Task objective: Lay out all of the data below as a JSON list of strings, with one string for each line and no blank lines. Leave out the pictures.

-- BEGIN Input material --

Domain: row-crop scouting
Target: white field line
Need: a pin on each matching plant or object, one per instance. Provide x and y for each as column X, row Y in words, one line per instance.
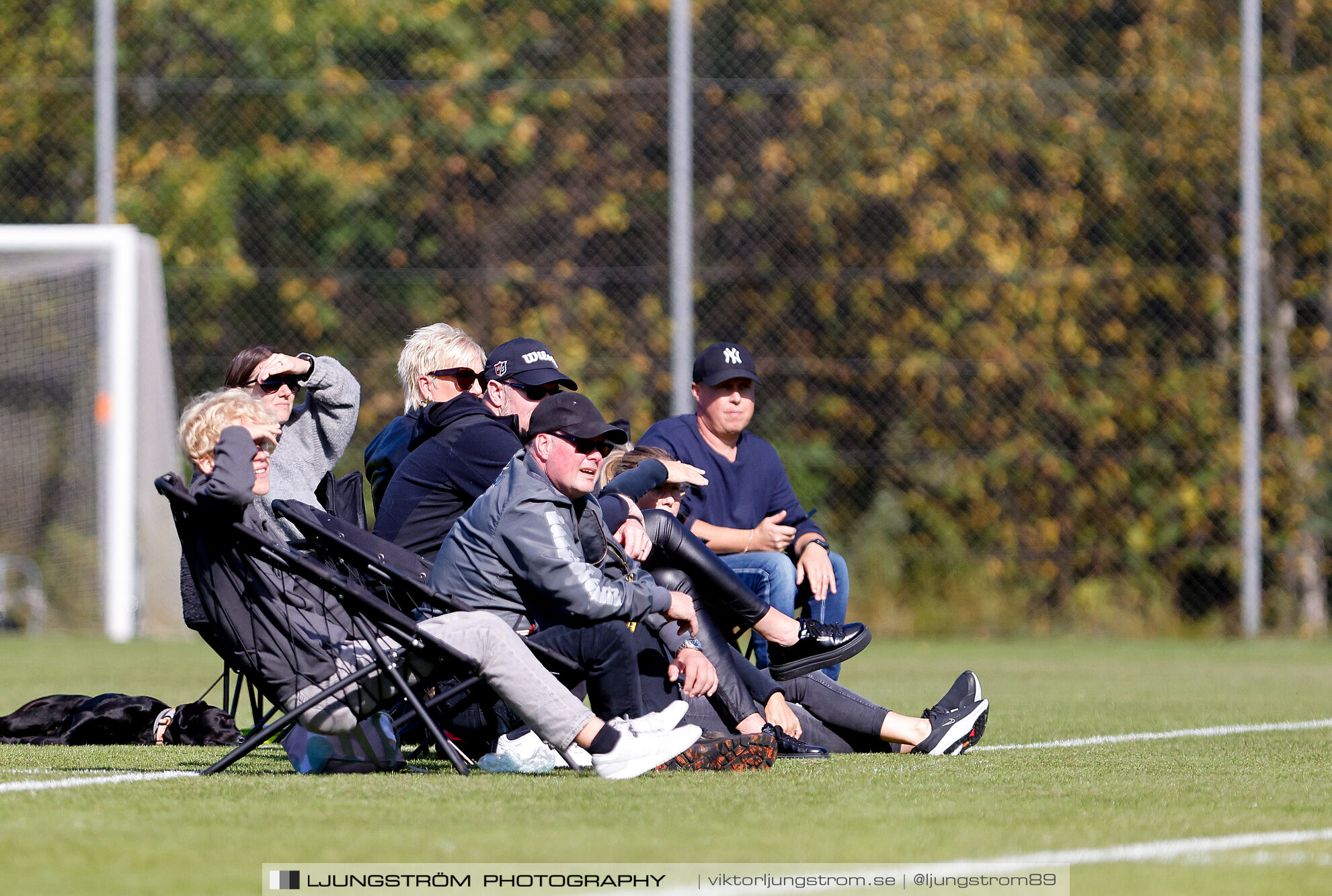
column 1167, row 850
column 1216, row 731
column 89, row 782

-- END Input material --

Reply:
[
  "Domain: row-crop scouting",
  "Target: white field line",
  "Need: a pin on each matching plant or object, one per instance. Provide x and y for each as column X, row Y in words, one line per instance.",
  "column 1167, row 850",
  "column 1216, row 731",
  "column 89, row 782"
]